_What this exercise asks_.
A. Answer these questions using the article on the E-Fairness bill:
(i) What sales tax rate would the proposal require Internet retailers to charge on items sold in Minnesota?
(ii) About how many Minnesotans volunteered to pay the tax in 2010?
(iii) Who owns the St. Paul Creative Kidstuff shop?
B. From the article on the E-Fairness bill, reproduce word for word the part that opens with the words containing "The E-Fairness legislation, which" and closes with "according to Frans.".

_Document excerpt_.
E-Fairness bill: It’s about compliance, not a new tax, backers insist

Sen. Geoff Michel
Sen. Geoff Michel

If something such as the E-Fairness legislation looks like a new tax and increases state revenues as a new tax would, isn’t it a new tax?

And if it’s a new tax why were such Republican legislators as Sen. Geoff Michel and Rep. Pat Garofalo standing with DFLers and a host of Chamber of Commerce people and small-business owners supporting a measure that would add $10 million to the state’s general fund in the next biennium?

“This is not a new tax,’’ insisted Michel of a proposal that would require Internet retailers such as Amazon to charge a 7 percent sales tax on items sold in Minnesota. “This is about tax compliance, about tax enforcement (of existing tax law). We need to update the tax code.’’

On a lovely spring morning, an unusual grouping of Republicans, DFLers, shop owners, representatives of about every business and retail organization in the state, pushed the Legislature to act on a bill that would require national online retailers with “affliliates’’ in the state to start collecting the sales tax now collected  by Minnesota retailers even when their customers order on line.

“Amazon needs to play like we play,’’ said Roberta Bonoff, owner of the St. Paul Creative Kidstuff shop where a media event was staged this morning.

Few pay the voluntary tax

Currently Minnesotans are supposed to voluntarily pay the sales tax – by filling out a specific tax form – when their online purchases exceed $770.

Not surprisingly, this system is not working. Revenue Commissioner Myron Frans said that in 2010 about 700 Minnesotans volunteered to pay the tax, which amounted to “hundreds of thousands of dollars’’ in revenue for the state.

The E-Fairness legislation, which has the support of Gov. Mark Dayton, likely would mean about $10 million in revenue in the next bienium, according to Frans.

Just as importantly, according to a handful of retailers who spoke this morning, the legislation would at least help both big box stores, such as Best Buy, and small-business owners compete with the likes of Amazon.

Locals start off with a 7 percent deficit

As it is, a small shop such as peapods, a St. Paul store offering “green’’ toys and other products for children, starts off with a 7 percent deficit when competing with the large online companies.

To add insult to injury, peapod co-owner  Dan Marshall said, Amazon even has developed a phone application in which customers can come into a shop such as peapod, scan the store’s price and Amazon will counter with its price comparisons.

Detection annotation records
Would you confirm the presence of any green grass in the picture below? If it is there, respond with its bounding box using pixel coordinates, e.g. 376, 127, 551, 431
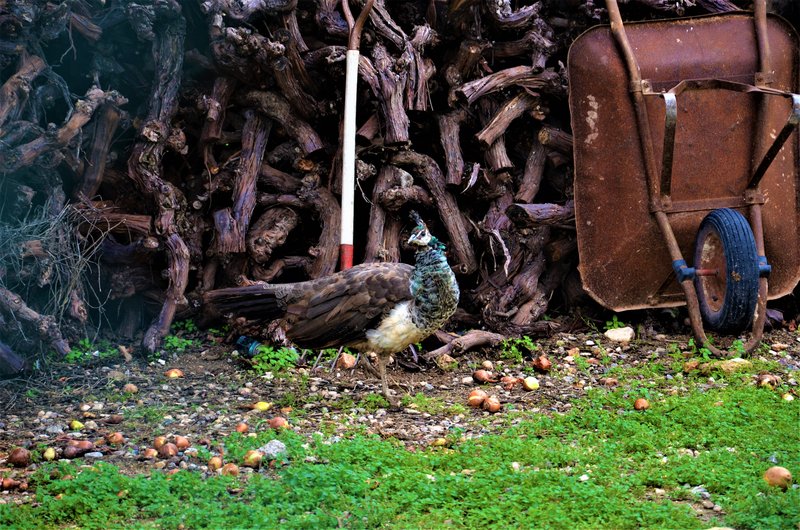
0, 376, 800, 530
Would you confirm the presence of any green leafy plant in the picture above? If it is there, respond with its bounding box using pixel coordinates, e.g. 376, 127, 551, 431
359, 394, 389, 414
164, 335, 194, 352
250, 344, 299, 375
688, 337, 713, 361
728, 339, 746, 355
500, 335, 539, 363
172, 319, 198, 333
605, 315, 627, 331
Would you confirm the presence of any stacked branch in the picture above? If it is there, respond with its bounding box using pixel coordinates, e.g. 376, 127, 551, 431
0, 0, 760, 370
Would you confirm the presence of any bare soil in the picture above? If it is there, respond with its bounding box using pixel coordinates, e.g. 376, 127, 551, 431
0, 312, 800, 502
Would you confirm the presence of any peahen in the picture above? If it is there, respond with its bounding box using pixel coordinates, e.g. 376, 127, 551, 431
205, 213, 459, 405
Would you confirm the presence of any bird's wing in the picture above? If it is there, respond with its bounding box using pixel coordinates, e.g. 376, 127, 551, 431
286, 263, 414, 348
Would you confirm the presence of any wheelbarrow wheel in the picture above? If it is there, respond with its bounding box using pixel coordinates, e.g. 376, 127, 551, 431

_Outputs for the tasks_.
A.
(i) 7 percent
(ii) About 700
(iii) Roberta Bonoff

B.
The E-Fairness legislation, which has the support of Gov. Mark Dayton, likely would mean about $10 million in revenue in the next bienium, according to Frans.